__GIVEN REQUEST__:
List every line of the material below that contains the word "white", copying each one in full.

__SUPPLIED DATA__:
----

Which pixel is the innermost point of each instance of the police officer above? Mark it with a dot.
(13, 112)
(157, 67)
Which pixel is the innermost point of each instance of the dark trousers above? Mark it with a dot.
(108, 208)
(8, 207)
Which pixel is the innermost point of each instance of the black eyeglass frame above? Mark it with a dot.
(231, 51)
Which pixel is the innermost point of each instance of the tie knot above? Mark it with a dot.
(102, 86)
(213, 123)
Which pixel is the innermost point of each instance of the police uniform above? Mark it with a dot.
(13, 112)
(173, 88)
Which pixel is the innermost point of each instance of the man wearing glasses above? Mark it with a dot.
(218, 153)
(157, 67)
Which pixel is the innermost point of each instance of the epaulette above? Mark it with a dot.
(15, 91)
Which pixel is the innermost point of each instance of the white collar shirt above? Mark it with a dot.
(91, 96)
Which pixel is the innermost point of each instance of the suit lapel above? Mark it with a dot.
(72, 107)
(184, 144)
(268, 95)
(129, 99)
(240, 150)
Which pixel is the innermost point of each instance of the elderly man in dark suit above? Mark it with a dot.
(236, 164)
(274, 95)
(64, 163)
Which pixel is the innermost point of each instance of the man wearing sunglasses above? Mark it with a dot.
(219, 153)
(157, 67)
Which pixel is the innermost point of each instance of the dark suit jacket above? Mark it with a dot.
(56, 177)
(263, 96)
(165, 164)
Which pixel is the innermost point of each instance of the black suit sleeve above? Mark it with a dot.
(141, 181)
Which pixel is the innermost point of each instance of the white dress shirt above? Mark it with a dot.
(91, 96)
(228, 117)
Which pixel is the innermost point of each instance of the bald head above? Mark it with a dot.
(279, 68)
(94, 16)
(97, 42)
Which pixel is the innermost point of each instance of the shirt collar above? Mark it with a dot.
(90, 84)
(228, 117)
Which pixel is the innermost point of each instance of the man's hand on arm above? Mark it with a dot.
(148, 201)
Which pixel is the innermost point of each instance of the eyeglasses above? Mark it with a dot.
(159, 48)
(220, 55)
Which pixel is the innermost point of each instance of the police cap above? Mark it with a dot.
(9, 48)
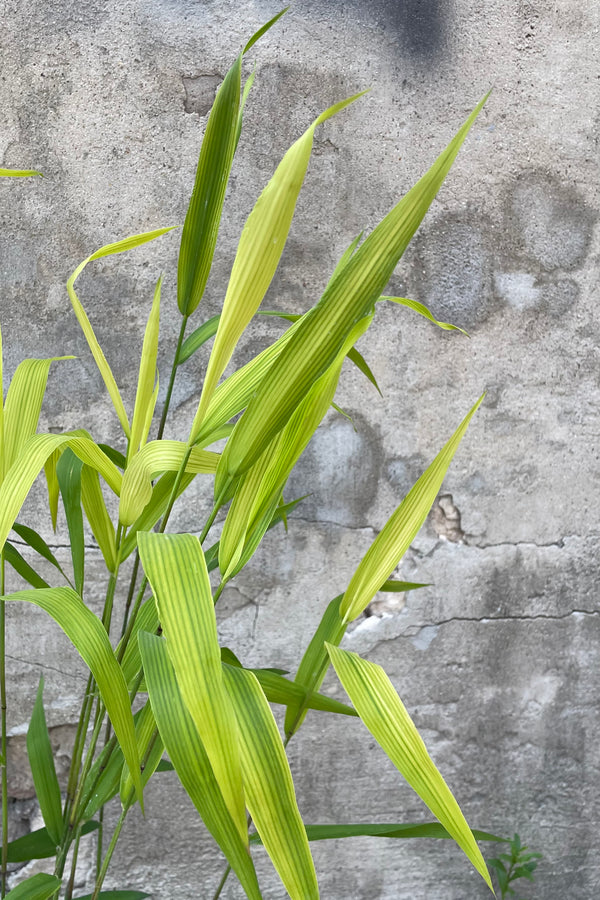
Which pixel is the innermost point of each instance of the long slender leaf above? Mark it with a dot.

----

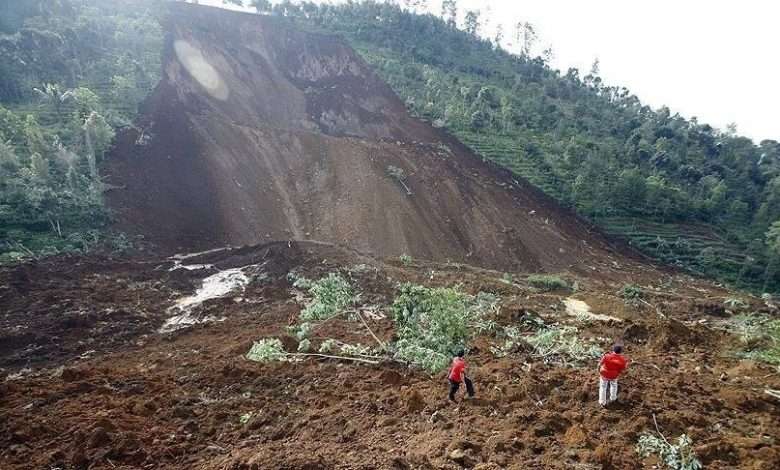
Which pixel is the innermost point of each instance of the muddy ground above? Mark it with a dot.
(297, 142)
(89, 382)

----

__TASK SOLUTION__:
Which pixel is the innermost point of each instance of the white collar shirt above? Mark it with a dot.
Which pixel is the innermost point of each instance of the white dress shirt above? Mark it with a dot.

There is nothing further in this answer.